Text provided
Tuesday, October 02, 2007

New Yorker on Jena Six

The New Yorker reports on the Jena Six and the protests that finally effected the dropping of charges in all but one of the cases. Recall that after a student asked the high school principal for permission to sit beneath the "white" tree in the school yard, nooses appeared on the tree.

Jena’s recent noosemakers, identified as a trio of white students, were recommended for expulsion by the principal, who was evidently conscious of this history, but a white school superintendent imposed suspensions only, on the ground that the tree display was a prank. In the days leading up to that decision, fights had erupted between black and white students, and the local district attorney, Reed Walters, reportedly gave a speech in which he warned students, “With a stroke of my pen, I can make your lives disappear.”

Last December, at the school, a black student coldcocked a white student, Justin Barker, knocking him briefly unconscious; other black students allegedly kicked the victim while he lay on the ground. Barker was treated for cuts and bruises at a hospital and released a few hours later. The police arrested six black students, aged fourteen to eighteen, and Walters charged them with attempted second-degree murder and a conspiracy count; if convicted, they faced up to seventy-five years in prison.

Jena prosecutors started reducing the charges to aggravated second-degree battery and conspiracy. Still, last June an all-white jury convicted one of the defendants, Mychal Bell, who was sixteen years old at the time of the assault, of crimes that threatened him with up to twenty-two years in an adult state prison. Michael Baisden, a black syndicated radio talk-show host who normally specializes in romance and its perils, undertook an on-air protest, along with others, which spread across black radio and then to the Internet. In late September, thousands of demonstrators descended on Jena. Last Thursday, Bell, whose convictions had been thrown out, was released on bail, after ten months in jail; Reed Walters has agreed to retry him as a juvenile.
The author, Steve Coll, in an opinion piece, goes on to comment that black observers see the Jena miscarriage of justice as a microcosm of the larger miscarriage of justice in these United States where
The number of blacks in prison has quadrupled since 1980. There are many overlapping causes, among them severe automated federal sentencing rules; a passionate but badly managed “war on drugs” prosecuted most heavily in African-American neighborhoods; and deepening inequalities in personal income and access to education, whose effects fall hardest on urban teen-agers. One study estimates that, if recent trends continue, a third of the black males born in 2001 can expect to do time.
I am glad the mainstream media finally picked up the story (try searching the New York Times online for Jena Louisiana).

1 comment:

practicalidealistAD said...

thanks for this coverage! The Jena Six case is one out of many cases of racist inequality in the application of justice, and we need to stay on top of it, and to explore how we can alleviate some of the unnecessary suffering this inequality causes.

Input data

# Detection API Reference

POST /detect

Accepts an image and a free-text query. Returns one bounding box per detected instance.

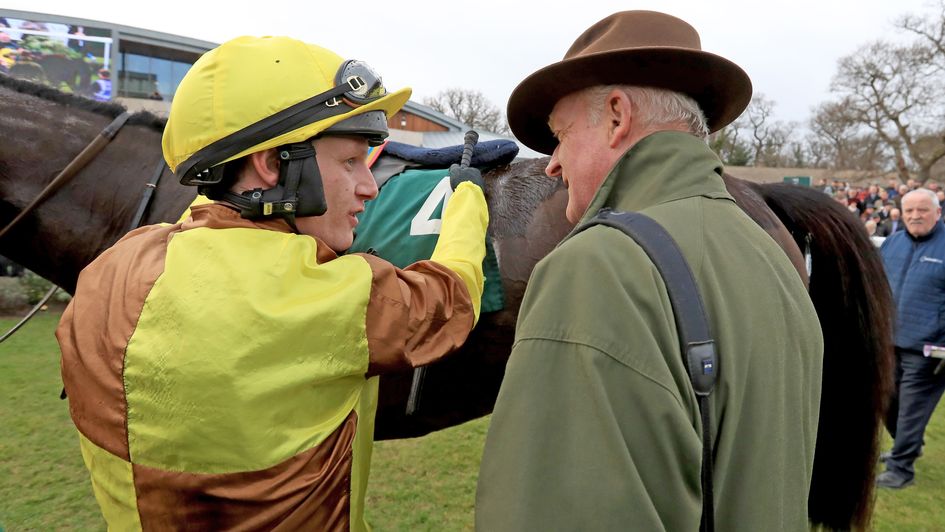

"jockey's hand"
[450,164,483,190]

Work instructions
In the post about the Jena Six, how long had Mychal Bell been in jail when he was released on bail?

Solved exercise
Ten months.